● **Task directions**: Copy the lines below, switching each "instance" to "occurrence" and leaving everything else unchanged.

● **Available records**:
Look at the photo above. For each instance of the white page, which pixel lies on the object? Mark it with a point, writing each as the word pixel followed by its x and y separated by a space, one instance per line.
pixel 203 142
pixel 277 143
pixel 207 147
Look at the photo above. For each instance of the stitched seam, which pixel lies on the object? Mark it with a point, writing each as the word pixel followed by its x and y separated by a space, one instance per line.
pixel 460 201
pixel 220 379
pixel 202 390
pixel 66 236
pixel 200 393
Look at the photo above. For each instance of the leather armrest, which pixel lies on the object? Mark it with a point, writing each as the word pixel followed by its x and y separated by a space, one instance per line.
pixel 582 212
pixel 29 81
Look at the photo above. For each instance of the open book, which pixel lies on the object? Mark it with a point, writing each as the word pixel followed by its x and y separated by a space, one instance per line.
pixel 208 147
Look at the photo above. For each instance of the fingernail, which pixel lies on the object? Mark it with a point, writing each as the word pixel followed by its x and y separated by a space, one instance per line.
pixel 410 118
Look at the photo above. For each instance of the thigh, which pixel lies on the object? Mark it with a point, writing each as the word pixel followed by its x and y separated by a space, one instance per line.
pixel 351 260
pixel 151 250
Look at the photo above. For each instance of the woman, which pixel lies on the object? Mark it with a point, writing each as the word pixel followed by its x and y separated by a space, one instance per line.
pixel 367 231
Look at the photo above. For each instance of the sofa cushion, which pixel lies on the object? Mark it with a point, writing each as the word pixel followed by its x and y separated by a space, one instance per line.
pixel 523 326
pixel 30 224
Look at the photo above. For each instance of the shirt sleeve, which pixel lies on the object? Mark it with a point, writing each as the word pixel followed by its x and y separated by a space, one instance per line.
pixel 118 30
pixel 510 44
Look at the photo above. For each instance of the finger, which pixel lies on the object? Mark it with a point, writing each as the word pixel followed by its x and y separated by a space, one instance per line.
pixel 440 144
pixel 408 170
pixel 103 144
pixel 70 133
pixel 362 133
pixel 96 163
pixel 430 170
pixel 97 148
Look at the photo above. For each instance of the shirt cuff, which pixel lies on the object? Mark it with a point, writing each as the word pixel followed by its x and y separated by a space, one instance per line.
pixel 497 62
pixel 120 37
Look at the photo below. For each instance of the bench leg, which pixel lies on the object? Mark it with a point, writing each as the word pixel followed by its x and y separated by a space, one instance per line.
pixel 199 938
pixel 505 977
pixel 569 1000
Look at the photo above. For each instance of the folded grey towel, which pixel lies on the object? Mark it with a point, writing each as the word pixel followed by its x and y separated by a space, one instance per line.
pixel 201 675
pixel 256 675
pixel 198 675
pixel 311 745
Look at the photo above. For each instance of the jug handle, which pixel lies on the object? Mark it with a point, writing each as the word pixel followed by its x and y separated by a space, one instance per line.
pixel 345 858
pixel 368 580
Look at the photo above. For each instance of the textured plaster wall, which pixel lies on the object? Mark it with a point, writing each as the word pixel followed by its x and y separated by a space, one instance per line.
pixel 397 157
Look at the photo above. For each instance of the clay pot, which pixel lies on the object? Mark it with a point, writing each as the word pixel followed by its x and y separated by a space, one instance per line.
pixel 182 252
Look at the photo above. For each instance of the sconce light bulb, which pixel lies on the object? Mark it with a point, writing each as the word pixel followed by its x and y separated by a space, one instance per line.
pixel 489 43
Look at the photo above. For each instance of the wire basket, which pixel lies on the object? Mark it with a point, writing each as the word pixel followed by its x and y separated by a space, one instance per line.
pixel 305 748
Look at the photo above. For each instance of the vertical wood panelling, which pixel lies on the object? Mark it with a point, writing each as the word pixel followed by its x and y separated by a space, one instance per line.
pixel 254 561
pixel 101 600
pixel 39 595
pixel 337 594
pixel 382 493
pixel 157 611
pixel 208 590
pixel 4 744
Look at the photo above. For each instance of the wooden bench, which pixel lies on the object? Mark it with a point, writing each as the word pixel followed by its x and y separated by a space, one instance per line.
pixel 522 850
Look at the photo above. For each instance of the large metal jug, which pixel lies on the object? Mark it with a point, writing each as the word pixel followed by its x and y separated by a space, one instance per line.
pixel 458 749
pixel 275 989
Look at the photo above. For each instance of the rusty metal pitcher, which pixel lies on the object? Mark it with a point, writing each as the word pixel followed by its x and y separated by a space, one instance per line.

● **Exercise response**:
Look at the photo above. For each occurrence of the white page, which pixel lies on the object? Mark it with a point, writing each as the word pixel followed by its x and y separated by a space, one occurrence per line.
pixel 203 142
pixel 277 143
pixel 207 147
Look at the photo above. For each occurrence of the stitched seam, which pixel lies on the object? Mark it with a point, writing each as the word pixel followed by its x and y separated by a space, one occurrence per line.
pixel 460 201
pixel 220 379
pixel 202 390
pixel 66 236
pixel 200 393
Look at the photo above. For each occurrence of the leather armrest, which pixel lies on the object? Mark it with a point, writing each as the word pixel followed by its x and y separated by a space, one occurrence per line.
pixel 582 212
pixel 29 81
Look at the photo above. For each occurrence of the open book, which pixel lies on the object? Mark it with a point, writing each as the word pixel followed by its x and y separated by a space, one occurrence per line.
pixel 208 147
Look at the photo above. For each occurrence of the fingernail, which pixel lies on the object? Mark it with a point, writing each as the word pixel followed by its x and y separated by a space, one occurrence per line.
pixel 410 118
Look at the photo above. For each occurrence of the thigh, which pixel lies on the object? Mark it with a point, writing each as the word pixel followed by its x and y separated by a space, one occurrence per line.
pixel 351 260
pixel 151 250
Look at the photo above. For each occurrence of the woman, which pixel lies on the object? Mark it with a point, writing each as the word pixel followed by its x and y separated by a space, one occurrence per line.
pixel 367 231
Look at the photo above. For each occurrence of the sofa cushion, which pixel lies on the object? Mark it with a point, writing each as the word pixel followed by its x and y separated by a space, one occurrence per line.
pixel 523 326
pixel 30 224
Look at the photo above. For each occurrence of the shirt sleeve, which pixel lies on the object? Mark it with a point, writing each as the word pixel followed by its x and y separated by a space, one occurrence per line.
pixel 118 30
pixel 510 44
Look at the photo above. For each occurrence of the finger, which pixel lies on the object? Mark it with a point, writing each as the word pixel followed by its x and y separated by a space, one occurrence per line.
pixel 440 144
pixel 408 170
pixel 103 144
pixel 70 133
pixel 362 133
pixel 96 163
pixel 430 170
pixel 97 148
Look at the photo above. For each occurrence of the shirt cuff, which pixel lies on the object? Mark it with a point, writing each as the word pixel followed by its x and y separated by a space, one occurrence per line.
pixel 497 62
pixel 120 37
Look at the photo below. For each occurrence of the bench leg, which pixel lies on the object? Mark it with a point, writing each as the word pixel followed by its x and y separated by a space, one occurrence per line.
pixel 199 938
pixel 505 977
pixel 569 1000
Look at the photo above. For each occurrence of the folded grey towel, which pixel lies on the object? Mark it with a point, writing each as the word pixel followed by its x and y separated by a space, one occurrence per line.
pixel 201 675
pixel 256 675
pixel 198 675
pixel 311 745
Look at the photo above. For each occurrence of the jug handle, which pixel lies on the object? Mark it with a point, writing each as the word pixel followed by its x and y separated by a space, one occurrence per line.
pixel 345 858
pixel 368 580
Look at the photo above. For each occurrence of the textured plaster wall, which pixel lies on the object? Mark it with a point, writing each as the word pixel followed by its x and y separated by a space, one occurrence per line.
pixel 397 157
Look at the photo above. For each occurrence of the clay pot, which pixel lies on the object? Mark it with a point, writing each as the word pixel followed by its x and y separated by a space, one occurrence per line.
pixel 182 252
Look at the photo above. For each occurrence of the sconce light bulb, which pixel lies on the object? Mark it with a point, writing each as the word pixel followed by its x and y separated by a space, one occurrence per line.
pixel 489 43
Look at the photo above. For each occurrence of the wire basket, which pixel lies on the object? Mark it with a point, writing each as the word pixel followed by its x and y separated by a space, one occurrence per line.
pixel 305 748
Look at the photo above. For each occurrence of the vertical wood panelling, which pixel lies on the object? Mark it with a point, writing each as the word pixel followed by its x and y separated by a space, one occurrence per line.
pixel 254 561
pixel 101 600
pixel 39 595
pixel 337 594
pixel 382 493
pixel 157 611
pixel 208 590
pixel 4 744
Look at the photo above. For each occurrence of the wooden bench, which pixel lies on the object? Mark it with a point, writing each as the word pixel followed by its x and y separated by a space, one occurrence per line.
pixel 522 850
Look at the photo above. For each occurrence of the large metal jug, which pixel lies on the object? Mark it with a point, writing each as the word pixel followed by its x and y separated by a space, one occurrence per line.
pixel 458 749
pixel 275 989
Look at the photo above. For each occurrence of the rusty metal pitcher, which pixel lies on the object? Mark it with a point, writing each as the word pixel followed by its x and y separated by a space, one occurrence per line.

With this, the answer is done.